_WHAT YOU SHOULD DO_.
Please pick out every line in the items below that contains the word "hull", and copy each of those lines.

_RECORDS FOR THE EXERCISE_.
--------------------------------------------------
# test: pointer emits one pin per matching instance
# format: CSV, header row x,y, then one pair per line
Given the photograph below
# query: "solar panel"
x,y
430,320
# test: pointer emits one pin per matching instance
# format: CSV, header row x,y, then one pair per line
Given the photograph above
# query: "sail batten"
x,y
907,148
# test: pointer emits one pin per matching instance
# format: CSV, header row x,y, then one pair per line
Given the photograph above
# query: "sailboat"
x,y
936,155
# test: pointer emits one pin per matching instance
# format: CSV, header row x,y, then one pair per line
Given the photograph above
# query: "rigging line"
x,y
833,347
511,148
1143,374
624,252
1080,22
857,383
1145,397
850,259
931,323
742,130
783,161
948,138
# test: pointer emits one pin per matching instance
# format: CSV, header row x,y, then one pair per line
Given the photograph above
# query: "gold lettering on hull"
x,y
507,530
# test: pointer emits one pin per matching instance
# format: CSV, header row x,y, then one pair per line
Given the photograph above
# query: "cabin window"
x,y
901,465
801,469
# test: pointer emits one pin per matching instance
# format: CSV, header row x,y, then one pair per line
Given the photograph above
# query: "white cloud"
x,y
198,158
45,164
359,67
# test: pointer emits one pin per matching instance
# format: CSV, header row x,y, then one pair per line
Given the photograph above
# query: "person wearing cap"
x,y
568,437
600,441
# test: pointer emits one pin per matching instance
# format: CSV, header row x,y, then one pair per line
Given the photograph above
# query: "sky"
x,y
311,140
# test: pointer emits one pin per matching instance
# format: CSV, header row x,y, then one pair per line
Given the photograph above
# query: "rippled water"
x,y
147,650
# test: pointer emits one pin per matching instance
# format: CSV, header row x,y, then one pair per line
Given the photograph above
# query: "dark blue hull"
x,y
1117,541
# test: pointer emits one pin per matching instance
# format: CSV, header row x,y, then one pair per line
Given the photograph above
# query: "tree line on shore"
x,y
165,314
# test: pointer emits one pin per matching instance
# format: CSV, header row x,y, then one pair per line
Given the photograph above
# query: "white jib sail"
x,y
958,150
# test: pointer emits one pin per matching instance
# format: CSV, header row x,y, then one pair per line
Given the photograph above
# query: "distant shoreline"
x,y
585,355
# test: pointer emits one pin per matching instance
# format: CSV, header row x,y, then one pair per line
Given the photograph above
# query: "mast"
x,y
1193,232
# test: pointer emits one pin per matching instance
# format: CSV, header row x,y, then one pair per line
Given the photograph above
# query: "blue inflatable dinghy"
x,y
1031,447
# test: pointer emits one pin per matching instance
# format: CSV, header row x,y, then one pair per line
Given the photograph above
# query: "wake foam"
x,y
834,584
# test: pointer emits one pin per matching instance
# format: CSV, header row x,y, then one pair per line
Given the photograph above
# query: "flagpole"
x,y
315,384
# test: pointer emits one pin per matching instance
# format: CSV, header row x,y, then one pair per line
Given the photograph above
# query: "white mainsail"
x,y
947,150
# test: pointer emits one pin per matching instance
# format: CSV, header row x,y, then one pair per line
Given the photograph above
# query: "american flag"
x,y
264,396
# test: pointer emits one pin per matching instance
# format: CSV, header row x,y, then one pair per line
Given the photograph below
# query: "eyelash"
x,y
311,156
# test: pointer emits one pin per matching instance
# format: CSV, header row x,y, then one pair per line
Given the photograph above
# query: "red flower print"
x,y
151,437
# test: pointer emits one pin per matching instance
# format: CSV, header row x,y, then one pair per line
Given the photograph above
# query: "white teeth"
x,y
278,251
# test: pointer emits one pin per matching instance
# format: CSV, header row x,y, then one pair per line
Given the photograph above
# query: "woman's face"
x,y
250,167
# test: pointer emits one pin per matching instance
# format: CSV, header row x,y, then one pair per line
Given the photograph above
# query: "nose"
--------------------------------------------------
_SOLUTION BELOW_.
# query: "gold lettering on hull"
# query: "dark blue hull"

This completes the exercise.